[Record set]
********************

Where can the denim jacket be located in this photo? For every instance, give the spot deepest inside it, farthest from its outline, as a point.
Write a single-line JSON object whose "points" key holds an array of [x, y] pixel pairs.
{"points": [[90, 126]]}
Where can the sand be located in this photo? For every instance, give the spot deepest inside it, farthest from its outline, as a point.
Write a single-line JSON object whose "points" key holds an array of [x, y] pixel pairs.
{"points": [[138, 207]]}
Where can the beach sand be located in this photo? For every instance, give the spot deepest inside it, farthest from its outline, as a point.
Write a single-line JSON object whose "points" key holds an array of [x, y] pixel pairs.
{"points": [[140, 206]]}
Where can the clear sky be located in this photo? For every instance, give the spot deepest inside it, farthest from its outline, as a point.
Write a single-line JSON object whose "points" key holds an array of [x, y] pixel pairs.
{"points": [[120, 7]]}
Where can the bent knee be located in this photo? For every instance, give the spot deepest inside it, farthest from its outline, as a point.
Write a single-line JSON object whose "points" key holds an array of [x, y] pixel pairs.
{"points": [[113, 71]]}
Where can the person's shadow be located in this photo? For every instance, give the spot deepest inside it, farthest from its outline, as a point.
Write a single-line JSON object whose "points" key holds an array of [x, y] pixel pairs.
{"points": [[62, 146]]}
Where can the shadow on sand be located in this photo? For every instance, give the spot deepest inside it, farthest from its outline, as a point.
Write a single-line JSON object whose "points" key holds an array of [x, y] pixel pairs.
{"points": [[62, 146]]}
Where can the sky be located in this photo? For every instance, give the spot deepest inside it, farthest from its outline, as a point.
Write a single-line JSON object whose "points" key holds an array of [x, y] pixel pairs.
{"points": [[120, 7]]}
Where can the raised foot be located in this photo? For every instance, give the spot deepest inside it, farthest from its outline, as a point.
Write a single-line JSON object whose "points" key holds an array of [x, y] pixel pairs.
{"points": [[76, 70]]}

********************

[Instructions for the task]
Write the material out again word for word.

[Result]
Where can the denim jacket be located in this photo? For every instance, give the spot deepest inside it, farthest from its outline, as a point.
Write a single-line JSON object whose "points" key holds an array of [x, y] pixel pairs.
{"points": [[90, 126]]}
Where can the sand be located in this photo? For every instance, give the spot deepest inside it, farthest from its outline, as a point.
Write a single-line JSON object whose "points" key holds an array of [x, y] pixel pairs.
{"points": [[138, 207]]}
Where can the beach sand be located in this photo? For every instance, give the spot deepest inside it, farthest from its outline, as a point.
Write a single-line JSON object whose "points" key holds an array of [x, y] pixel pairs.
{"points": [[140, 206]]}
Where can the clear sky be located in this photo? For every instance, give the spot deepest inside it, farthest from its outline, as a point.
Write a single-line JSON object whose "points" key holds an array of [x, y] pixel pairs.
{"points": [[120, 7]]}
Where can the bent knee be located in this photo? For every instance, give the spot deepest inside it, farthest from its outline, as a point.
Write a single-line JSON object whose "points" key holds an array of [x, y] pixel pairs.
{"points": [[113, 71]]}
Where can the person's shadow be located in this photo? For every instance, give the spot deepest inside it, farthest from its outline, as a point.
Write a single-line JSON object whose "points" key holds an array of [x, y] pixel pairs.
{"points": [[62, 146]]}
Where can the shadow on sand be located in this photo? For every instance, give the spot deepest inside it, farthest from its outline, as a point.
Write a single-line JSON object whose "points" key holds an array of [x, y] pixel pairs.
{"points": [[62, 146]]}
Where can the sky be located in this photo? For every instance, give the spot deepest inside it, farthest from its outline, as a point.
Write a single-line JSON object whose "points" key holds an array of [x, y] pixel pairs.
{"points": [[120, 7]]}
Where can the raised foot be located in this photo? For every instance, give the spot deepest inside it, farthest from its outline, as a point.
Write a single-line JSON object whose "points" key holds an array of [x, y] pixel pairs.
{"points": [[76, 70]]}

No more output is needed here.